Passage:
Attention, all non-Middle-Eastern students at the University of Texas at Arlington: A couple of hot, chewy falafels dipped in hummus can soak up as much of your runaway beer buzz as pizza or hot wings.
Your Middle-Eastern compadres already know this, which may explain why a recent weekend lunch crowd at Beirut Rock Café, a boxy little eatery a couple of blocks south of the UTA campus, appeared to comprise mostly international students. They may be flocking to the recently opened café to get a taste of what they’re missing at home. But locally reared folks ought to give the semi-divey place a try as well — to enjoy some things they’re probably not getting at home: creamy, garlicky, chickpea-based hummus; the double spike of parsley and lemon juice in tabbouleh salad; and the juicy shards of marinated chicken or lamb (a.k.a. shawarma) shaved onto the plate.
Beirut Rock Café is clean but divey, in all the right college-haunt ways: They have a drive-through window, though it’s currently occupied by a small A.C. unit. A door to the kitchen is off one of its hinges. The bathroom is unisex.
The framed maps and illustrations on the walls tell part of the story. Owner-operator Ali Hassan, 27, was born and raised in Lebanon but came to Arlington (on a UTA pal’s suggestion) after operating an eatery in Dearborn, Mich., a U.S. haven for Middle-Eastern immigrants. The shawarma competition is, needless to say, pretty intense there.
Hassan proudly proclaims that almost all Middle-Eastern cuisine — at least, almost anything an American can claim to know, like falafels, tabbouleh, and baba ghannouj — is of Lebanese origin. He does his hometown of Beirut right with fresh, intricately spiced versions of these and other fare.
Whether you’re neophyte or knowledgeable, a good bet is the sampler plate for two. Even at almost $30, it’s more than enough grub for the price, and it neatly displays the culinary range and prowess of Beirut Rock. The equivalent of a multi-course meal, the sampler plate offers several standbys. The tabbouleh was a grainy salad full of cracked wheat, scallions, and olive oil. The hummus dip with pools of golden-green olive oil in the middle was particularly tasty and fragrant. The dark brown, deep-fried, fava-bean-chickpea-cilantro pucks known as falafels were heartier and healthier than your average Long John’s Silver hush puppy but similar. Shish tawook included yummy, charbroiled chunks of chicken breast strung on a wooden stick between tomato and onion slices, and the shish kafta was a kind of meatloaf made from succulent lamb ground with parsley and green onions.

Written task a:
According to the review, what currently occupies the café's drive-through window?

Stored data:

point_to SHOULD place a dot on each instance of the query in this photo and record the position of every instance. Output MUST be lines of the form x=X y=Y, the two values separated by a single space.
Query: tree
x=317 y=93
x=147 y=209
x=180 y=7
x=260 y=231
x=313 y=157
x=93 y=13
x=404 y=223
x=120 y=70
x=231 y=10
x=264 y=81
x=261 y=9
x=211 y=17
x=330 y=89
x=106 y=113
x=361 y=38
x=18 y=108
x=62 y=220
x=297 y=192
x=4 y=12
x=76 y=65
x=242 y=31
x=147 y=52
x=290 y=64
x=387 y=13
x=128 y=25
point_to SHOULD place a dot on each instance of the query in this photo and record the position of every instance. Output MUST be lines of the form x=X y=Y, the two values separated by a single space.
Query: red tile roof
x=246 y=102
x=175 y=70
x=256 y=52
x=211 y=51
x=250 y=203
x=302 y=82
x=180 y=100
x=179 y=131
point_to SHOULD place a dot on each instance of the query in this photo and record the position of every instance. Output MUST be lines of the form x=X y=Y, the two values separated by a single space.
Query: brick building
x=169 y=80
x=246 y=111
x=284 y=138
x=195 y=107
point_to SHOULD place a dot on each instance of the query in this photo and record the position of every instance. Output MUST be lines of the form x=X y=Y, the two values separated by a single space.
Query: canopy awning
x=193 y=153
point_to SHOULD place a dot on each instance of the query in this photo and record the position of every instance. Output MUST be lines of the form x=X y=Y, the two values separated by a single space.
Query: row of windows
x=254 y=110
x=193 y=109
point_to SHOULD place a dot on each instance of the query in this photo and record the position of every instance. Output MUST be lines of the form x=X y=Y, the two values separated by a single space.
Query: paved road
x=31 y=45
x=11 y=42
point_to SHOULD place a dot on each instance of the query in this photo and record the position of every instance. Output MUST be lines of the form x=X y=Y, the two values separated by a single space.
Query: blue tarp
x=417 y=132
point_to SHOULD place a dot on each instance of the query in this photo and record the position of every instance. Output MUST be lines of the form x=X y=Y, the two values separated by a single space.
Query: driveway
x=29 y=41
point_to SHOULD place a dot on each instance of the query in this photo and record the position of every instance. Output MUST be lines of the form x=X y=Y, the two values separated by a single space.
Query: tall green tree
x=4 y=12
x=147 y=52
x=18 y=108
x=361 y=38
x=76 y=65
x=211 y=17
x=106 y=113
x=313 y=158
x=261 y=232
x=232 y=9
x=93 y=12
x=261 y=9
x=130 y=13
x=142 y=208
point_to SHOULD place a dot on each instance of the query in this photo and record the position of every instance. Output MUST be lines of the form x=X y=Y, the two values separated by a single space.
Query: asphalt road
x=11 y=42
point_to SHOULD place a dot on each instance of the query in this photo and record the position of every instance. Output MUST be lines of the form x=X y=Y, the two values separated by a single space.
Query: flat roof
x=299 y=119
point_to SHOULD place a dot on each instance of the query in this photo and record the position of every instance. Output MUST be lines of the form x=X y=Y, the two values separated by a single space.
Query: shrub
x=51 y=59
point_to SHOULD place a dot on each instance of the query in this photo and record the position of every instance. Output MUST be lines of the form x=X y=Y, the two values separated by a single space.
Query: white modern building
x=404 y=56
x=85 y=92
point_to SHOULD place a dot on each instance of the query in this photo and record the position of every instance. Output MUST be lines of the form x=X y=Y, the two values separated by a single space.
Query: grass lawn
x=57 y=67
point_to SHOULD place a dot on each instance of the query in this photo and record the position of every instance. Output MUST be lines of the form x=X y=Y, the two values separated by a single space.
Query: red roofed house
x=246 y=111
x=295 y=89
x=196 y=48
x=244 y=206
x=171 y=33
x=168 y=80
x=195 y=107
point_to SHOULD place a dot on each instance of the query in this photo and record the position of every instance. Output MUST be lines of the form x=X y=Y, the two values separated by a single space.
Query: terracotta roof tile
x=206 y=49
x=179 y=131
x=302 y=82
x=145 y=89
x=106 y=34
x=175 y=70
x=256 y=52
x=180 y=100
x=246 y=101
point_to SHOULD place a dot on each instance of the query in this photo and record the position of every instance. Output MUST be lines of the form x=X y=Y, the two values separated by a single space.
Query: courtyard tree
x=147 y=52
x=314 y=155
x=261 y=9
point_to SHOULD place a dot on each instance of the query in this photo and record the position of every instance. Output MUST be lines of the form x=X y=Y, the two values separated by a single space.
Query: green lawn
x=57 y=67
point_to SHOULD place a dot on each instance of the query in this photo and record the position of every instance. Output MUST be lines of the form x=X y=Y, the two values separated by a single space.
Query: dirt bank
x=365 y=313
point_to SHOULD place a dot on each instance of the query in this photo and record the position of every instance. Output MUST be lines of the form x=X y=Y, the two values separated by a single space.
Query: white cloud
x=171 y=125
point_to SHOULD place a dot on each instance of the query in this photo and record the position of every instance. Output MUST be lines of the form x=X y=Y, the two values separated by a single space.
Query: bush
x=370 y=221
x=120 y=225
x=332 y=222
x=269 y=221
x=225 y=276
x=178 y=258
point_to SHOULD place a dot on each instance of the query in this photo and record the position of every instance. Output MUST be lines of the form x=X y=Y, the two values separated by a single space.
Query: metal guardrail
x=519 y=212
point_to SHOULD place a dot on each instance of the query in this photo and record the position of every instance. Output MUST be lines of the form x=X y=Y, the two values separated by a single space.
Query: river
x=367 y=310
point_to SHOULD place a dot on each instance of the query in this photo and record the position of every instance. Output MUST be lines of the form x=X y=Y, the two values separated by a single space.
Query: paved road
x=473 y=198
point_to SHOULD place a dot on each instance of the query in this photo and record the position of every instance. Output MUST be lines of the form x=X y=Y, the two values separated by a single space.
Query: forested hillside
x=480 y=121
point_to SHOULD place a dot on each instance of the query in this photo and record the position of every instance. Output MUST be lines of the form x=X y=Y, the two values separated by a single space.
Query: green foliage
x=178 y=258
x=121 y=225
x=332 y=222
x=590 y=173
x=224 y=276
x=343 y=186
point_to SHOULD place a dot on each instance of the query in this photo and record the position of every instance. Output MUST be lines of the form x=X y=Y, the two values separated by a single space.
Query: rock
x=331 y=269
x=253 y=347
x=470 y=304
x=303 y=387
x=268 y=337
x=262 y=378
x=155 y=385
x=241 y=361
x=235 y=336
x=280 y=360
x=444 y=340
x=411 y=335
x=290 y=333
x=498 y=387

Written task b:
Count the lines of the records that contain the string "tile", where case counts. Give only the number.

Complete response a:
A small A.C. unit.

Complete response b:
2